**Task brief:**
Answer these from the document on executive remuneration below:
(a) On what date was the discussion paper "Strengthening Prudential Requirements for Remuneration" released?
(b) What is the new prudential standard on remuneration called?
(c) Up to how many years may the minimum deferral periods for senior executives run?

**Document:**
Executive remuneration is an area where we place significant importance. As active managers, it is our duty to scrutinize, and where necessary, advocate for shareholder conscious remuneration. As such, we regularly address compensation questions in the course of our ongoing engagement with Management and Boards of our portfolio companies.
ARPA is proposing to change renumeration requirements by deemphasizing the role that objective financial metrics play in determining executive compensation.
Watering down financial objectives will only diminish the focus and expectations of Boards and management
We are concerned that, while well intended, the changes will have unintended negative outcomes which impact both investors and the wider public.
As such we recently made a submission to ARPA outlining our concerns. We believe that rather than the proposed caps on financial performance metrics, Active Ownership will ultimately see better outcomes for all stakeholders.
Background to the proposed changes
On 23 July 2019, Australian Prudential Regulation Authority (APRA) released for consultation a discussion paper, “Strengthening Prudential Requirements for Remuneration”.
APRA is proposing to strengthen prudential requirements for remuneration across APRA-regulated entities in the banking, insurance and superannuation industries.
The new prudential standard on remuneration (CPS 511) will address recommendations from the Final Report of the Royal Commission into Misconduct in the Banking, Superannuation and Financial Services Industry.
The core elements of the changes to CPS 511 are to:
- strengthen governance of remuneration frameworks and outcomes, in particular through an expanded Board role, where the Board needs to be active and have direct oversight;
- set overarching remuneration objectives that inform design of all remuneration arrangements and influence remuneration outcomes;
- limit the use of financial performance metrics (share price and profit-based); and
- set minimum deferral periods (up to seven years) for senior executives to provide more 'skin-in-the-game' through better alignment to the time horizon of risk and performance outcomes.

**Data block:**
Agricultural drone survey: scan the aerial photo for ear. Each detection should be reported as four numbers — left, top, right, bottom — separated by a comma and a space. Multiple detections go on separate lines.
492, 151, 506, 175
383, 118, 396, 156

**Answer to this exercise:**
(a) 23 July 2019
(b) CPS 511
(c) Up to seven years